** Start of Provided information **

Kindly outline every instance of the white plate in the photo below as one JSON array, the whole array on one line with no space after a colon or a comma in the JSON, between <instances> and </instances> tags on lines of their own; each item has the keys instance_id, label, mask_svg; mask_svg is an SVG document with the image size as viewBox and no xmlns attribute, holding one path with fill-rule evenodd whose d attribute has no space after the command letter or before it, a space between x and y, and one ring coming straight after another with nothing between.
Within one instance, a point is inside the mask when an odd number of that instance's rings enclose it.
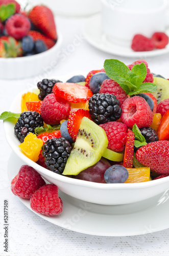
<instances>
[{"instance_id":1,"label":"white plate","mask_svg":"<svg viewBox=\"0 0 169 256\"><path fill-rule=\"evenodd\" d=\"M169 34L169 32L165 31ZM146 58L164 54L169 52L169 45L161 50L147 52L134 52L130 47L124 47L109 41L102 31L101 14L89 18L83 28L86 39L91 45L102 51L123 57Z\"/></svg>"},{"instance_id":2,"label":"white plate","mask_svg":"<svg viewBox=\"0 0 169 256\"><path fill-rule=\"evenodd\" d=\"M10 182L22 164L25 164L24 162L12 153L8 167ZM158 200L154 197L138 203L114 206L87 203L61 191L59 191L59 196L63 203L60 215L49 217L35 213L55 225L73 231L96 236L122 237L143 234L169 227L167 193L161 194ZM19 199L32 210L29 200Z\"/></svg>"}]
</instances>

** End of Provided information **

# Task brief:
Render all of the items above as a numbered list, one line per entry, with blank lines omitted. Leave the pictures out of the answer.

# Problem solution:
1. Kindly outline every instance of the white plate in the photo below as one JSON array, the whole array on one line with no space after a colon or a comma in the JSON, between <instances> and </instances> tags on lines of their own; each item has the keys instance_id, label, mask_svg; mask_svg is an SVG document with the image size as viewBox and no xmlns attribute, holding one path with fill-rule evenodd whose d attribute has no space after the command letter or before it, a space between x and y, and one ring coming straight after another with nothing between.
2. Within one instance, a point is inside the mask when an odd number of that instance's rings enclose it.
3. <instances>
4. [{"instance_id":1,"label":"white plate","mask_svg":"<svg viewBox=\"0 0 169 256\"><path fill-rule=\"evenodd\" d=\"M169 34L169 32L165 31ZM146 58L164 54L169 52L169 45L161 50L147 52L134 52L130 47L124 47L109 41L102 31L101 14L89 18L83 28L86 39L91 45L102 51L123 57Z\"/></svg>"},{"instance_id":2,"label":"white plate","mask_svg":"<svg viewBox=\"0 0 169 256\"><path fill-rule=\"evenodd\" d=\"M10 182L22 164L25 164L24 162L12 153L8 167ZM158 200L154 197L138 203L114 206L87 203L61 191L59 191L59 196L63 203L60 215L49 217L35 213L55 225L73 231L96 236L122 237L143 234L169 227L167 193L161 194ZM19 199L32 210L29 200Z\"/></svg>"}]
5. </instances>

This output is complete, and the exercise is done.